▸ REQUEST 1
Rewrite the paragraph of the adjudication decision that begins "In accordance with Section 79" as a short bulleted list that keeps its main facts.
▸ REQUEST 2
On what date was the hearing in the adjudication decision held?

ADJUDICATION OFFICER DECISION
Adjudication Reference: ADJ-00044248
Parties:
| Complainant | Respondent |
Parties | Dean Sherlock | Spar Christchurch |
Representatives | Self-represented | Mr Peter Walshe, HR Consultant |
Complaint(s):
Act | Complaint/Dispute Reference No. | Date of Receipt |
Complaint seeking adjudication by the Workplace Relations Commission under section 77 of the Employment Equality Act, 1998 | CA-00054919-001 | 07/02/2023 |
Date of Adjudication Hearing: 25/09/2023
Workplace Relations Commission Adjudication Officer: Maire Mulcahy
Procedure:
In accordance with Section 79 of the Employment Equality Acts, 1998 - 2015 following the referral of the complaint to me by the Director General, I inquired into the complaint and gave the parties an opportunity to be heard by me and to present to me any evidence relevant to the complaint. The changes arising from the judgment of the Supreme Court in Zalewski v. Adjudication Officer and WRC, Ireland, and the Attorney General [2021] IESC 24 on 6 April 2021 were notified to the parties who proceeded in the knowledge that hearings are to be conducted in public, decisions issuing from the WRC will disclose the parties’ identities and sworn evidence may be required.
I gave the parties an opportunity to be heard, to present evidence and to cross examine on evidence relevant to the complaint.
In attendance for the respondent: the respondent owner, Mr Martin Joyce, and Mr Peter Walshe, HR Consultant.
The complainant represented himself and gave evidence under affirmation.
The respondent owner gave evidence under affirmation.

Image entries on named regions:
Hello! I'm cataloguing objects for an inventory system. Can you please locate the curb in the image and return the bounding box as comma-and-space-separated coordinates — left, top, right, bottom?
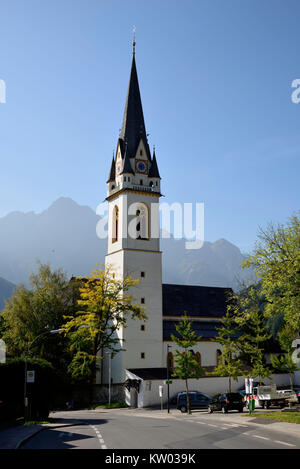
14, 422, 86, 449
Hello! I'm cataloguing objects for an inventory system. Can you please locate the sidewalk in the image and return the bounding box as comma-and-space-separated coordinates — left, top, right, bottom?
94, 408, 300, 438
0, 420, 82, 449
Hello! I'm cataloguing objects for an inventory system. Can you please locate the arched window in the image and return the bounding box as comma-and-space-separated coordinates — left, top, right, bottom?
136, 204, 149, 239
112, 205, 119, 243
167, 352, 174, 369
195, 352, 201, 366
217, 349, 222, 366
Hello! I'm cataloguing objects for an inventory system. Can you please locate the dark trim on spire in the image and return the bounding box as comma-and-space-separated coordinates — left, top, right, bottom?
121, 145, 134, 174
106, 156, 116, 182
149, 150, 161, 179
120, 55, 151, 160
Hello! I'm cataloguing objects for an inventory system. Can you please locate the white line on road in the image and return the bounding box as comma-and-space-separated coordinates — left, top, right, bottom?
274, 440, 296, 446
90, 425, 107, 449
251, 435, 270, 440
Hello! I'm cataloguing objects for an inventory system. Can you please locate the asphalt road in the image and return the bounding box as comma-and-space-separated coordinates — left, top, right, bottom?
22, 409, 300, 449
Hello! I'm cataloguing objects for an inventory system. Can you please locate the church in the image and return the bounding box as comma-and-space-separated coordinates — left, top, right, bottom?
97, 42, 229, 383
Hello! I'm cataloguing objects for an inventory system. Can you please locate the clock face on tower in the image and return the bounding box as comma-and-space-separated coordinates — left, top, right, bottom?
135, 160, 148, 173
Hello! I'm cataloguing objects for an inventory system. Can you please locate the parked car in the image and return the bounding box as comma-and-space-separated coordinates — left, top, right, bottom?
208, 392, 244, 414
177, 391, 211, 412
169, 391, 198, 405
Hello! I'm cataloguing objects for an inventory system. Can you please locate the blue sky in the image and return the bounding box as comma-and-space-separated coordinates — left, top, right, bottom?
0, 0, 300, 251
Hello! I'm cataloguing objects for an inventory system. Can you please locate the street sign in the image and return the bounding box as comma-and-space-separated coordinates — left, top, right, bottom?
26, 371, 35, 383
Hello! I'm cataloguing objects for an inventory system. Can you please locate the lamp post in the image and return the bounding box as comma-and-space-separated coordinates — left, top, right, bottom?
24, 329, 63, 422
106, 352, 111, 407
167, 344, 171, 414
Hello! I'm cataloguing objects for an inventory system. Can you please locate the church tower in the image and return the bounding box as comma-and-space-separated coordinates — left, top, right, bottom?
104, 42, 164, 383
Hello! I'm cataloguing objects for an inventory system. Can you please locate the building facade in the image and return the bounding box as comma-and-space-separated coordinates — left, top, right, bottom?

▸ RESPONSE 1
- Under Section 79 of the Employment Equality Acts, 1998 - 2015, the Director General referred the complaint to the adjudication officer.
- The officer inquired into the complaint and gave both parties the chance to be heard and to present relevant evidence.
- The parties were told of the changes following the Supreme Court judgment in Zalewski v. Adjudication Officer and WRC, Ireland, and the Attorney General [2021] IESC 24 of 6 April 2021.
- They proceeded knowing that hearings are public, that WRC decisions will disclose their identities and that sworn evidence may be required.

▸ RESPONSE 2
25/09/2023